** begin DOCUMENT EXTRACT **

A Standard Fire Insurance Policy provides:

In case the insured and this company shall fail to agree as to the actual cash value or the amount of loss, then, on the written demand of either, each shall select a competent and disinterested appraiser and notify the other of the appraiser selected within 20 days of such demand. The appraisers shall first select a competent and disinterested umpire; and failing for 15 days to agree upon such umpire, then, on request of the insured or this company, such umpire shall be selected by a judge of a court of record in the state in which the property covered is located. The appraisers shall then appraise the loss, stating separately actual cash value and loss to each item; and failing to agree, shall submit their differences, only, to the umpire. An award in writing, so itemized, of any two when filed with this company shall determine the amount of actual cash value and loss. Each appraiser shall be paid by the party selecting him and the expenses of and umpire shall be paid by the parties equally.

Lawyers don’t like appraisals because they can limit the amount of loss and are usually decided by a panel of appraisers who are not trained in the law. They will try to avoid appraisal by arguing waiver or some other action by the insurer. Texas insureds, like those in every state in the United States, acquire property insurance policies with an appraisal clause almost identical to the provision in the 19th Century New York Standard Fire Policy. The Texas Court of Appeal was called upon to resolve a dispute over the right to appraisal in a case called In Re Certain Underwriters At Lloyd’s, No. 10-11-00263-CV (Tex.App. Dist.10 10/12/2011) after a hurricane damaged plaintiffs’ property.

Factual Background

The case involves an insurance claim made by the Andersons with regard to their house located in New Waverly, Texas, which was damaged as a result of Hurricane Ike on September 13, 2008. The Andersons alleged that the roof of their house sustained extensive damage and that water damaged the ceilings, walls, insulation, and flooring of the house. The Andersons further alleged that, immediately after the storm, they filed a claim with Lloyd’s, their insurance company. Thereafter, Lloyd’s sent an adjustor to the Andersons’ home to inspect the damage. The Andersons note that the adjustor only spent ten to fifteen minutes at the house and did not get on the roof.

Upset by what they perceived as an inadequate inspection, the Andersons called Lloyd’s and requested that a different adjuster inspect the property. The Andersons’ property was re-inspected, and the second adjustor’s inspection resulted in the insurer’s conclusion that the extent of the damage to the property did not exceed the $750 deductible associated with the homeowner’s policy covering the house.

Lloyd’s denied the claim and in a letter dated December 5, 2008, Lloyd’s told the Andersons: “If you disagree with or have a question about the enclosed property damage estimate, please call Quality Claims Service. Should you have any questions concerning the above, or if you have any additional information that would help Certain Underwriters at Lloyd’s re-evaluate your claim, please do not hesitate to call.”

In response to Lloyd’s’s December 5, 2008 letter, the Andersons repeatedly called to complain about the adjuster’s poor investigation of their damages and their disagreement with Lloyd’s’ estimate of the claim and eventually filed suit.

** end DOCUMENT EXTRACT **

**REQUIREMENT 1:** According to the appraisal case summary, what deductible applied to the homeowner's policy on the Andersons' house?

** begin LISTED RECORDS **

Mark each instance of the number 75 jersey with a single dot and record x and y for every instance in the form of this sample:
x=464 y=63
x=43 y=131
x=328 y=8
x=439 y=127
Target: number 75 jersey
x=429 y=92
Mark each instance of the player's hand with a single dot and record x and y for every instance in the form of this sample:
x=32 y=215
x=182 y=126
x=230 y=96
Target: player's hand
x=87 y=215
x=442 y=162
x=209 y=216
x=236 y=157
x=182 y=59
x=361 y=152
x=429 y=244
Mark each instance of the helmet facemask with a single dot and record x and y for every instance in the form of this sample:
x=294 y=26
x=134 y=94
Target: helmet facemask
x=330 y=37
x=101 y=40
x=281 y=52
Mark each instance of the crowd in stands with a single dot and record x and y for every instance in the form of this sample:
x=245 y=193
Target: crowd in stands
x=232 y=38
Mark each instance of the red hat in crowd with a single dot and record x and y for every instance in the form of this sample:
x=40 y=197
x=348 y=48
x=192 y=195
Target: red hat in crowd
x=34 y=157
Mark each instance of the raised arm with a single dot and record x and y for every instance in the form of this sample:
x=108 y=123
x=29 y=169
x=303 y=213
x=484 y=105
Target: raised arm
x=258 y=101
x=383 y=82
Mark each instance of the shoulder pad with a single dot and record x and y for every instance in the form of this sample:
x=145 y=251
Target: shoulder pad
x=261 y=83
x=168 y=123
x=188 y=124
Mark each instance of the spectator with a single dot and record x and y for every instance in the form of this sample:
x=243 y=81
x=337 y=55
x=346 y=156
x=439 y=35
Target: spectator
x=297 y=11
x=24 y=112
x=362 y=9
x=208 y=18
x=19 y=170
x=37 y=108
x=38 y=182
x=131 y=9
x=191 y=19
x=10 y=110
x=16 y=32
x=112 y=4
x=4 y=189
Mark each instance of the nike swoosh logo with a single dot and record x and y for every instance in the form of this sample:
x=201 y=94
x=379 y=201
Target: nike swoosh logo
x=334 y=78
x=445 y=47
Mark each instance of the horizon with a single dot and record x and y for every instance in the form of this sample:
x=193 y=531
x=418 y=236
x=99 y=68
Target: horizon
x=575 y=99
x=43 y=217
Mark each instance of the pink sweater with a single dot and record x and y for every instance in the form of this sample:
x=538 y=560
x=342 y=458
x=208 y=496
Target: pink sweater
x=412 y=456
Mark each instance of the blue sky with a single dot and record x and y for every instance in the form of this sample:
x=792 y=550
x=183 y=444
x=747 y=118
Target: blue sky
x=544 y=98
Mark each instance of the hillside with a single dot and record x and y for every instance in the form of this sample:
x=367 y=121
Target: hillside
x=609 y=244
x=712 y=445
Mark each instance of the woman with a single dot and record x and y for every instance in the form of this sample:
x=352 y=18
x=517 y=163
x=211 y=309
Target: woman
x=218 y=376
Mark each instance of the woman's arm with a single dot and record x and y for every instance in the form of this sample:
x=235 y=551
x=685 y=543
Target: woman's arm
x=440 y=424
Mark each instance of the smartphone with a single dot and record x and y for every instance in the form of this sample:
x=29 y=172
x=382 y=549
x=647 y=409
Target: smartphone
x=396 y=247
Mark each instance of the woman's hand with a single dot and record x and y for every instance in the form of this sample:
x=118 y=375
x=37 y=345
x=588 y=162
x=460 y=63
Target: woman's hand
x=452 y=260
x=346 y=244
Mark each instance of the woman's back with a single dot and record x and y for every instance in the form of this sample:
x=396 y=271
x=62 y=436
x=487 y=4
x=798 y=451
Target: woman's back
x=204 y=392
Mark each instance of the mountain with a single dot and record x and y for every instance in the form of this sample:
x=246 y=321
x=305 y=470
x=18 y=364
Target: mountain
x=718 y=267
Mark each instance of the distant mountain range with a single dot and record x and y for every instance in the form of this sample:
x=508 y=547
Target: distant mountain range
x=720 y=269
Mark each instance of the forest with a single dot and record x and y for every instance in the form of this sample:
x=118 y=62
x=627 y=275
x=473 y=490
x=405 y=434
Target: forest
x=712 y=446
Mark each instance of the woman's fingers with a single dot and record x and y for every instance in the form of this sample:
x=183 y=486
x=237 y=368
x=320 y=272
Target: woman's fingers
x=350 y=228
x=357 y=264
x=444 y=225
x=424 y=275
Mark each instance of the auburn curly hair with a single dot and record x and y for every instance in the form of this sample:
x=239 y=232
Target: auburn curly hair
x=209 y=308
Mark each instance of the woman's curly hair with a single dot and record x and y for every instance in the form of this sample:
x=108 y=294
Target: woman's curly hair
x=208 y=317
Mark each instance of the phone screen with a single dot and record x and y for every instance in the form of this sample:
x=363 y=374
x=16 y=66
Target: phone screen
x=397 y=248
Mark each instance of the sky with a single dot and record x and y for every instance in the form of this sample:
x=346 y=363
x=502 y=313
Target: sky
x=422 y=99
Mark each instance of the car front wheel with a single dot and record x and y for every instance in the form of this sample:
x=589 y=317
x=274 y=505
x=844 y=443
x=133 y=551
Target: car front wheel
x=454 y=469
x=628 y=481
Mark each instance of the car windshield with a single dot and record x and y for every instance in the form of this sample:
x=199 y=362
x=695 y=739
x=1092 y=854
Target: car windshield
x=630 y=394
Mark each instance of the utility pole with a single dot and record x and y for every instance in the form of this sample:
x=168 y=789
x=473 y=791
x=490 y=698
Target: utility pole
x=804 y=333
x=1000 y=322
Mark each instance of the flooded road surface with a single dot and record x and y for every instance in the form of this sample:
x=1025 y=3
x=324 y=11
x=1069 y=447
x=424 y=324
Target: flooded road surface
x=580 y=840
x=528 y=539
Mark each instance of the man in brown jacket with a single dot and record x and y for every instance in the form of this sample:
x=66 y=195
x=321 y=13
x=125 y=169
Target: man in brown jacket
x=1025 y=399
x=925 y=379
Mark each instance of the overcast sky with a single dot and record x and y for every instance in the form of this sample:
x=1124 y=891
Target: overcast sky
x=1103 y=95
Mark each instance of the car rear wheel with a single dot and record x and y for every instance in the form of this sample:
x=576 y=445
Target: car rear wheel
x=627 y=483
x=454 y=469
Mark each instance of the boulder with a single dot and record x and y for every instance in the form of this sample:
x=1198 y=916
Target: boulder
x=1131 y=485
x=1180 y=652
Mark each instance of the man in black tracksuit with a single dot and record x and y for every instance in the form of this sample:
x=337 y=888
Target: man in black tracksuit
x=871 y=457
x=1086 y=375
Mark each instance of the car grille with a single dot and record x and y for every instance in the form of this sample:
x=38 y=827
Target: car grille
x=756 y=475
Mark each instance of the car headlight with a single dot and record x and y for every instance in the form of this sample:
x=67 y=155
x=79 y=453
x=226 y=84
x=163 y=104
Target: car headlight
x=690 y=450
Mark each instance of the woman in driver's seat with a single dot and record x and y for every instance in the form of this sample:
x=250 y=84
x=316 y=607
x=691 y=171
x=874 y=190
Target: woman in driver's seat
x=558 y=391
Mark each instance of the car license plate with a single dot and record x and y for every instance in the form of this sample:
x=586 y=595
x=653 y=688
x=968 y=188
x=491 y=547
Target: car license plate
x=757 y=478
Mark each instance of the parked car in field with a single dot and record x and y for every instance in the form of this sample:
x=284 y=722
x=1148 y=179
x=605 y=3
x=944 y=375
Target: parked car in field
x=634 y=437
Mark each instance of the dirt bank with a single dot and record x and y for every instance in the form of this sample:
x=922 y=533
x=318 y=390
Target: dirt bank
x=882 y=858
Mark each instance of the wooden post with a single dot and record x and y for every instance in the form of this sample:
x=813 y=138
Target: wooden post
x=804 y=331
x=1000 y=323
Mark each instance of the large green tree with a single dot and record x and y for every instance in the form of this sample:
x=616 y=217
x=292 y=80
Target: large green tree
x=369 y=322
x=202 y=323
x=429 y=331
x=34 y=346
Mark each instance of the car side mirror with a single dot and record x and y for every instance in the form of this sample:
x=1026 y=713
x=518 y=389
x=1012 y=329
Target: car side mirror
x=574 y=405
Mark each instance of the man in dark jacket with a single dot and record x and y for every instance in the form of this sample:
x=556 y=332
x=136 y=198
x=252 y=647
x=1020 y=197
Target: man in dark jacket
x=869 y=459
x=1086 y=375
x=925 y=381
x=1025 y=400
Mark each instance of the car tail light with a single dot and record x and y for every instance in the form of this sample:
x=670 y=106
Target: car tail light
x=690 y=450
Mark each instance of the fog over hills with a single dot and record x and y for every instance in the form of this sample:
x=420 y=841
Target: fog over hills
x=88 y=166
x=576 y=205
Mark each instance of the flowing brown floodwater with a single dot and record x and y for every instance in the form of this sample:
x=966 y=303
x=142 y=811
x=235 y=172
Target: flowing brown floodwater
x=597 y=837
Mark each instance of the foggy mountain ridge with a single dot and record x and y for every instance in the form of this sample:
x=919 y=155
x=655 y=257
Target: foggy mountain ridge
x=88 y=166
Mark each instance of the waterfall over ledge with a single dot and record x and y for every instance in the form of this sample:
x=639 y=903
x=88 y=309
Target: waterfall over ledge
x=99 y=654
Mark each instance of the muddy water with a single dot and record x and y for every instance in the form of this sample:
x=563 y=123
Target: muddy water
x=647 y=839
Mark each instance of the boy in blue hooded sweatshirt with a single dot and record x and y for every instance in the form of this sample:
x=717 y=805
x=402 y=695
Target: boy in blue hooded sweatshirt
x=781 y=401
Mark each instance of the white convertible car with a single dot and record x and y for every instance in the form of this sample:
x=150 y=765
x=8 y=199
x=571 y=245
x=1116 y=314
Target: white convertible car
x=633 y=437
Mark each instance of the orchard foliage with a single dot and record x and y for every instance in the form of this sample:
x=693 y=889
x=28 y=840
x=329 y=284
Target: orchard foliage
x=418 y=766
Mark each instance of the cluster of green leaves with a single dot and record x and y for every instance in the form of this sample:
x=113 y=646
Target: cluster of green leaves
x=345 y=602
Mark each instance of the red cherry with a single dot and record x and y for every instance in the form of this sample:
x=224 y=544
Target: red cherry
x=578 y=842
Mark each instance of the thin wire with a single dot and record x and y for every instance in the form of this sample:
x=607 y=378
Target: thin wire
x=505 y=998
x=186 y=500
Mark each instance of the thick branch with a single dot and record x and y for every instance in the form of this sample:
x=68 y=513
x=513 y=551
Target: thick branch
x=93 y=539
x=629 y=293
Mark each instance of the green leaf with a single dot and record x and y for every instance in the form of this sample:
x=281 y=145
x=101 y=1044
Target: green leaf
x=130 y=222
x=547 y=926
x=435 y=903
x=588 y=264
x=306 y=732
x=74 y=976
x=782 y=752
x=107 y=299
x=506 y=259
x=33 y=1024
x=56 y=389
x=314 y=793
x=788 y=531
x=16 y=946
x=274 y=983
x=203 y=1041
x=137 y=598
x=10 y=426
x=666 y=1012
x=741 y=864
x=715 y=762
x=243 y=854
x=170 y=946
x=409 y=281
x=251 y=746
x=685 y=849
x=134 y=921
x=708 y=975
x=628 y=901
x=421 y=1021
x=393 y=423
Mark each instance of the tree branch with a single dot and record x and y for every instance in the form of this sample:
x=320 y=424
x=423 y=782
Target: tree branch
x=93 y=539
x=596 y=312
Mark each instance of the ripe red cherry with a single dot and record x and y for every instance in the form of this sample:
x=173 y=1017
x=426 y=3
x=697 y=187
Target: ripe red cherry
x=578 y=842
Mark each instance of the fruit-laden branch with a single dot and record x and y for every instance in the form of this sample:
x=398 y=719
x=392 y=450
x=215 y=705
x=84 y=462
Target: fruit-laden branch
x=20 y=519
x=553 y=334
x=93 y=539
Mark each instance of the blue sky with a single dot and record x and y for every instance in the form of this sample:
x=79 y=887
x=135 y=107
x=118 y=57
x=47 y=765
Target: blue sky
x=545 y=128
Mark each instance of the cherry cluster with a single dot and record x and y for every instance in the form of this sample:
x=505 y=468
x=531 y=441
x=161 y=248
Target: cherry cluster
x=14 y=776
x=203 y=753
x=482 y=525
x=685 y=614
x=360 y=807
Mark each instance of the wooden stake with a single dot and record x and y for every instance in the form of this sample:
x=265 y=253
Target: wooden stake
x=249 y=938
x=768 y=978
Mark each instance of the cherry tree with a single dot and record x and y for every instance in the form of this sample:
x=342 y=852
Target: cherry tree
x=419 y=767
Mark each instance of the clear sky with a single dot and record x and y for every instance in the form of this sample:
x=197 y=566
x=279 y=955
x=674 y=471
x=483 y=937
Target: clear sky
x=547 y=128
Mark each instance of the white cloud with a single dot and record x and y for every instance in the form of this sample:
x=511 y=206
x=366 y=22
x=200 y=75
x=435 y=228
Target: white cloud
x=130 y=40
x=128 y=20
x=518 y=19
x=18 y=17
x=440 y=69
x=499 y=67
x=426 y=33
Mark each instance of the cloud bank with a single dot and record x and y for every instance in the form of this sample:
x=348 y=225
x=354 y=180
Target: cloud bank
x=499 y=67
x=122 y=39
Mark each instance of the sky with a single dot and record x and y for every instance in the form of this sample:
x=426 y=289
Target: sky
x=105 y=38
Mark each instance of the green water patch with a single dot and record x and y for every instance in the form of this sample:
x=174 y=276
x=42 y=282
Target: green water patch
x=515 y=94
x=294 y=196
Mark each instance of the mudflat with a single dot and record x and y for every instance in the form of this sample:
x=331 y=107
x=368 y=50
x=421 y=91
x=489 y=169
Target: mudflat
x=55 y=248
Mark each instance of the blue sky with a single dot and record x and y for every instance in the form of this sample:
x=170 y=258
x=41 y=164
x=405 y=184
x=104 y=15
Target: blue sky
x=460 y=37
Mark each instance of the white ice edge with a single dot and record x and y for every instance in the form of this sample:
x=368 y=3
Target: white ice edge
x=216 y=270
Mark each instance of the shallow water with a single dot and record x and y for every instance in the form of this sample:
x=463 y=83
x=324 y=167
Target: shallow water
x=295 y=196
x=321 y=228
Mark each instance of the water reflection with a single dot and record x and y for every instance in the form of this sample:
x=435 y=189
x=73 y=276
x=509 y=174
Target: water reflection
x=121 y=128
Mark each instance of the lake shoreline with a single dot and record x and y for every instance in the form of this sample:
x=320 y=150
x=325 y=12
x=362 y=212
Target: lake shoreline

** end LISTED RECORDS **

**REQUIREMENT 2:** Rewrite the entries from the line that contains "Mark each instance of the water reflection" through the end of the entries, keeping the requests, and lower every x and y coordinate in the answers by 113.

**COMPLETE RESPONSE 1:** $750

**COMPLETE RESPONSE 2:**
Mark each instance of the water reflection with a single dot and record x and y for every instance in the form of this sample:
x=435 y=189
x=73 y=276
x=509 y=174
Target: water reflection
x=8 y=15
Mark each instance of the lake shoreline with a single dot and record x and y for every instance in the form of this sample:
x=320 y=150
x=325 y=12
x=362 y=212
Target: lake shoreline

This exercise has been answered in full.